[Records from a data source]
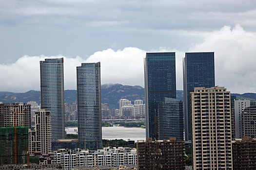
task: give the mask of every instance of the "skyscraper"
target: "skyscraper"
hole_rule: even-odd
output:
[[[193,170],[233,170],[230,92],[195,87],[190,94]]]
[[[183,103],[179,100],[164,98],[158,104],[158,139],[176,137],[183,140]]]
[[[40,152],[48,154],[51,151],[50,112],[45,110],[36,111],[35,130],[29,129],[30,153]]]
[[[191,140],[190,93],[215,86],[214,52],[186,52],[183,58],[185,140]]]
[[[78,138],[87,149],[102,148],[100,63],[77,67]]]
[[[40,61],[41,109],[51,112],[53,141],[65,138],[63,58]]]
[[[158,103],[176,98],[175,52],[147,53],[144,61],[146,136],[156,138]]]

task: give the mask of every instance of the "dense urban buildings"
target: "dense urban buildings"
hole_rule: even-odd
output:
[[[86,148],[102,148],[100,63],[77,67],[78,137]]]
[[[232,141],[233,169],[256,170],[256,140],[248,136]]]
[[[40,61],[41,109],[51,112],[52,140],[65,138],[63,58]]]
[[[17,126],[31,128],[30,105],[27,103],[0,104],[0,127]]]
[[[249,100],[236,100],[234,101],[235,138],[243,138],[242,112],[250,106]]]
[[[186,52],[183,58],[185,140],[191,140],[190,93],[215,85],[214,52]]]
[[[164,98],[164,102],[158,103],[158,139],[168,139],[175,137],[184,139],[183,102],[173,98]]]
[[[175,137],[137,142],[137,170],[185,169],[185,142]]]
[[[120,110],[120,116],[122,116],[122,107],[127,105],[131,105],[132,102],[126,99],[121,99],[119,100],[119,110]]]
[[[35,130],[29,130],[29,151],[48,154],[52,151],[50,111],[39,110],[35,113]]]
[[[144,62],[146,136],[157,138],[158,103],[165,97],[176,98],[175,52],[147,53]]]
[[[54,163],[63,166],[64,170],[79,167],[92,168],[99,166],[108,166],[117,170],[120,165],[136,166],[136,149],[130,148],[107,147],[95,151],[62,149],[54,151]]]
[[[78,105],[77,102],[69,105],[64,103],[65,121],[77,121],[78,120]]]
[[[31,121],[35,121],[35,112],[39,111],[40,109],[40,106],[34,101],[30,101],[27,102],[27,104],[30,104],[31,112]]]
[[[190,94],[194,170],[232,170],[230,92],[217,86]]]
[[[242,117],[243,136],[256,137],[256,106],[244,109]]]

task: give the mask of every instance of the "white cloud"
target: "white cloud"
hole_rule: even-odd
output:
[[[194,45],[189,51],[215,51],[216,84],[232,93],[256,91],[256,33],[236,25],[224,26],[209,33],[204,41]],[[152,51],[176,51],[177,89],[183,88],[182,57],[185,51],[160,47]],[[144,86],[143,60],[147,51],[135,47],[98,51],[87,59],[77,56],[64,57],[64,87],[76,89],[76,67],[82,62],[101,62],[102,84],[120,83]],[[39,90],[40,60],[63,57],[25,55],[15,63],[0,64],[1,91],[21,92]]]

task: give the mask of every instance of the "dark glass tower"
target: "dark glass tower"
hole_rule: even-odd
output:
[[[184,140],[183,102],[176,99],[164,98],[159,103],[158,112],[159,140],[175,137]]]
[[[41,109],[51,112],[52,141],[65,138],[63,58],[40,61]]]
[[[191,92],[215,86],[214,52],[186,52],[183,58],[185,140],[191,140]]]
[[[77,67],[78,138],[89,149],[102,147],[100,63]]]
[[[158,103],[176,98],[175,52],[147,53],[144,64],[146,136],[156,138]]]

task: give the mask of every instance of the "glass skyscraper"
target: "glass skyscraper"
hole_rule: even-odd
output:
[[[102,148],[100,63],[77,67],[78,138],[86,148]]]
[[[41,109],[50,111],[52,141],[65,138],[63,58],[40,61]]]
[[[215,86],[214,52],[186,52],[183,58],[185,140],[191,140],[190,95],[194,87]]]
[[[144,69],[146,136],[156,138],[158,103],[176,98],[175,52],[147,53]]]
[[[159,140],[184,139],[183,102],[176,99],[164,98],[159,103],[158,112],[158,126]]]

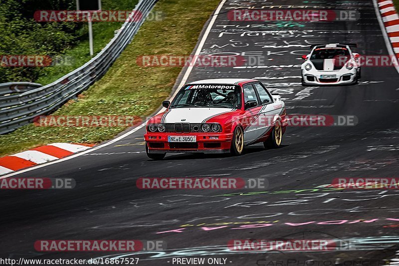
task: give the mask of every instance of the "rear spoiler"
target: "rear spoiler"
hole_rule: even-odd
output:
[[[318,43],[316,44],[311,44],[310,45],[310,50],[313,49],[315,46],[318,46],[319,45],[326,45],[329,44],[329,43]],[[337,43],[337,45],[341,44],[341,45],[348,45],[350,47],[354,47],[357,48],[358,44],[357,43]]]
[[[274,102],[281,102],[281,96],[278,93],[272,93],[271,96],[273,97],[273,100]]]

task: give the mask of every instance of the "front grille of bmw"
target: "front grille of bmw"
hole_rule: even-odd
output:
[[[200,124],[166,123],[164,125],[166,128],[165,132],[176,132],[176,133],[202,132]]]

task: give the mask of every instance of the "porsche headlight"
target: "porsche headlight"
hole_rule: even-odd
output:
[[[207,132],[210,129],[210,126],[208,124],[204,124],[201,127],[201,129],[202,129],[203,132]]]
[[[212,125],[211,129],[213,132],[218,132],[220,130],[220,125],[218,124],[214,124]]]
[[[166,129],[166,128],[165,128],[165,125],[163,124],[160,124],[158,125],[158,131],[159,131],[160,132],[164,132]]]
[[[348,63],[348,64],[346,64],[346,69],[348,69],[348,70],[350,70],[352,68],[353,68],[353,64],[352,64],[352,63],[349,62],[349,63]]]
[[[151,132],[155,132],[157,131],[157,125],[153,124],[150,124],[148,126],[148,130]]]

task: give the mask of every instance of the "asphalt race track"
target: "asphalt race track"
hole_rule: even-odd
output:
[[[361,18],[325,22],[227,19],[232,8],[280,5],[357,10]],[[146,266],[172,265],[173,258],[203,256],[226,258],[231,266],[273,266],[279,261],[282,266],[311,260],[315,266],[317,262],[328,266],[395,258],[399,250],[397,190],[317,187],[338,177],[398,176],[399,74],[394,67],[365,67],[355,85],[302,86],[301,56],[308,53],[311,44],[330,42],[357,43],[355,51],[361,54],[389,54],[370,0],[227,0],[201,53],[267,56],[269,67],[197,67],[189,81],[255,78],[280,93],[288,114],[353,115],[358,123],[291,127],[277,149],[256,145],[238,157],[169,154],[160,161],[147,158],[142,128],[101,148],[18,174],[15,176],[72,177],[76,186],[2,191],[1,257],[115,258],[122,253],[40,253],[33,243],[46,239],[138,239],[167,243],[164,251],[124,254],[140,258],[139,265]],[[142,177],[205,176],[264,178],[268,187],[144,190],[135,186],[135,180]],[[339,239],[355,244],[320,252],[236,252],[227,248],[230,240],[247,238]],[[292,264],[287,264],[290,260]]]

## The exercise
Quote the full listing above word for word; exclude every picture from the copy.

## Exercise answer
task: give the mask of every instance of the "skyscraper"
target: "skyscraper"
hole_rule: even-odd
output:
[[[193,170],[233,170],[230,92],[195,87],[190,94]]]
[[[183,103],[179,100],[164,98],[158,104],[158,139],[176,137],[183,140]]]
[[[40,152],[48,154],[51,151],[50,112],[45,110],[36,111],[35,130],[29,129],[30,153]]]
[[[191,140],[190,93],[215,86],[214,52],[186,52],[183,58],[185,140]]]
[[[78,138],[87,149],[102,148],[100,63],[77,67]]]
[[[40,61],[41,109],[51,112],[53,141],[65,138],[63,58]]]
[[[158,103],[176,98],[175,52],[147,53],[144,61],[146,136],[156,138]]]

task: give the mask of every instance of the "dense urban buildings"
target: "dense urban buildings"
hole_rule: even-odd
output:
[[[86,148],[102,148],[100,63],[77,67],[78,137]]]
[[[232,141],[233,169],[256,170],[256,140],[248,136]]]
[[[40,61],[41,109],[51,112],[52,140],[65,138],[63,58]]]
[[[17,126],[31,128],[30,105],[27,103],[0,104],[0,127]]]
[[[249,100],[236,100],[234,101],[235,138],[243,138],[242,112],[250,106]]]
[[[186,52],[183,58],[185,140],[191,140],[190,93],[215,85],[214,52]]]
[[[164,98],[164,102],[158,103],[158,139],[168,139],[175,137],[184,139],[183,102],[173,98]]]
[[[175,137],[137,142],[137,170],[185,169],[185,142]]]
[[[120,110],[120,116],[122,116],[122,107],[127,105],[131,105],[132,102],[126,99],[121,99],[119,100],[119,110]]]
[[[35,130],[29,130],[29,151],[48,154],[52,151],[50,111],[39,110],[35,113]]]
[[[144,62],[146,136],[157,138],[158,103],[165,97],[176,98],[175,52],[147,53]]]
[[[54,163],[63,166],[64,170],[79,167],[92,168],[99,166],[108,166],[117,170],[120,165],[136,166],[136,149],[130,148],[107,147],[95,151],[62,149],[54,151]]]
[[[78,105],[77,102],[69,105],[64,103],[65,121],[77,121],[78,120]]]
[[[31,121],[35,121],[35,112],[39,111],[40,109],[40,106],[34,101],[30,101],[27,102],[27,104],[30,104],[31,112]]]
[[[190,94],[194,170],[232,170],[230,92],[217,86]]]
[[[242,117],[243,136],[256,137],[256,106],[244,109]]]

task: give the mask of every instance of the "white cloud"
target: "white cloud"
hole_rule: even-odd
output:
[[[194,45],[189,51],[215,51],[216,84],[232,93],[256,91],[256,33],[236,25],[224,26],[209,33],[204,41]],[[152,51],[176,51],[177,89],[183,88],[182,57],[185,51],[160,47]],[[144,86],[143,60],[147,51],[135,47],[98,51],[87,59],[77,56],[64,57],[64,87],[76,89],[76,67],[82,62],[101,62],[102,84],[120,83]],[[39,90],[40,60],[63,57],[25,55],[15,63],[0,64],[1,91],[21,92]]]

task: give the mask of every instance of the "dark glass tower"
target: "dark glass tower"
hole_rule: even-odd
output:
[[[184,140],[183,102],[176,99],[164,98],[159,103],[158,112],[159,140],[175,137]]]
[[[41,109],[51,112],[52,141],[65,138],[63,58],[40,61]]]
[[[191,92],[215,86],[214,52],[186,52],[183,58],[185,140],[191,140]]]
[[[77,67],[78,138],[89,149],[102,147],[100,63]]]
[[[158,103],[176,98],[175,52],[147,53],[144,64],[146,136],[156,138]]]

task: give the mask of every instance of the "glass skyscraper"
target: "glass skyscraper"
hole_rule: even-odd
output:
[[[102,148],[100,63],[77,67],[78,138],[86,148]]]
[[[41,109],[50,111],[52,141],[65,138],[63,58],[40,61]]]
[[[215,86],[214,52],[186,52],[183,58],[185,140],[191,140],[190,95],[194,87]]]
[[[144,69],[146,136],[156,138],[158,103],[176,98],[175,52],[147,53]]]
[[[159,140],[184,139],[183,102],[176,99],[164,98],[159,103],[158,112],[158,126]]]

task: give the mask of every instance of the "rear spoiler"
target: "rear spoiler"
hole_rule: even-odd
output:
[[[318,43],[316,44],[311,44],[310,45],[310,50],[313,49],[315,46],[318,46],[319,45],[326,45],[329,44],[329,43]],[[337,43],[337,45],[341,44],[341,45],[348,45],[350,47],[354,47],[357,48],[358,44],[357,43]]]
[[[274,102],[281,102],[281,96],[278,93],[272,93],[271,96],[273,97],[273,100]]]

task: give the mask of every instance of the "front grille of bmw"
target: "front grille of bmw"
hole_rule: even-odd
output:
[[[200,124],[166,123],[164,125],[166,128],[165,132],[176,132],[176,133],[202,132]]]

task: give the mask of every instance of the "porsche headlight"
target: "porsche headlight"
hole_rule: even-odd
output:
[[[207,132],[210,129],[210,126],[208,124],[204,124],[201,127],[201,129],[202,129],[203,132]]]
[[[212,125],[211,129],[213,132],[218,132],[220,130],[220,125],[218,124],[214,124]]]
[[[166,129],[166,128],[165,128],[165,125],[163,124],[160,124],[158,125],[158,131],[159,131],[160,132],[164,132]]]
[[[348,63],[348,64],[346,64],[346,69],[348,69],[348,70],[350,70],[352,68],[353,68],[353,64],[352,64],[352,63],[349,62],[349,63]]]
[[[151,132],[155,132],[157,131],[157,125],[153,124],[150,124],[148,126],[148,130]]]

task: give the mask of every instance of the "asphalt race track"
target: "asphalt race track"
hole_rule: even-odd
output:
[[[361,18],[325,22],[227,19],[232,8],[280,5],[357,10]],[[146,266],[172,265],[173,258],[203,256],[226,258],[231,266],[273,266],[279,261],[282,266],[311,260],[315,266],[317,262],[328,266],[395,258],[399,250],[397,190],[317,187],[338,177],[398,176],[399,74],[394,67],[365,67],[355,85],[302,86],[301,56],[308,53],[311,44],[330,42],[357,43],[355,51],[361,54],[389,54],[370,0],[227,0],[201,53],[267,56],[269,67],[197,67],[189,81],[255,78],[280,93],[288,114],[353,115],[358,123],[291,127],[277,149],[256,145],[238,157],[169,154],[160,161],[147,158],[142,128],[101,148],[18,174],[15,176],[72,177],[76,186],[2,191],[1,257],[115,258],[122,253],[40,253],[33,243],[46,239],[138,239],[167,243],[164,251],[124,254],[140,258],[139,265]],[[142,177],[205,176],[264,178],[268,187],[144,190],[135,186],[135,180]],[[339,239],[355,244],[320,252],[236,252],[227,248],[230,240],[247,238]],[[292,264],[287,264],[290,260]]]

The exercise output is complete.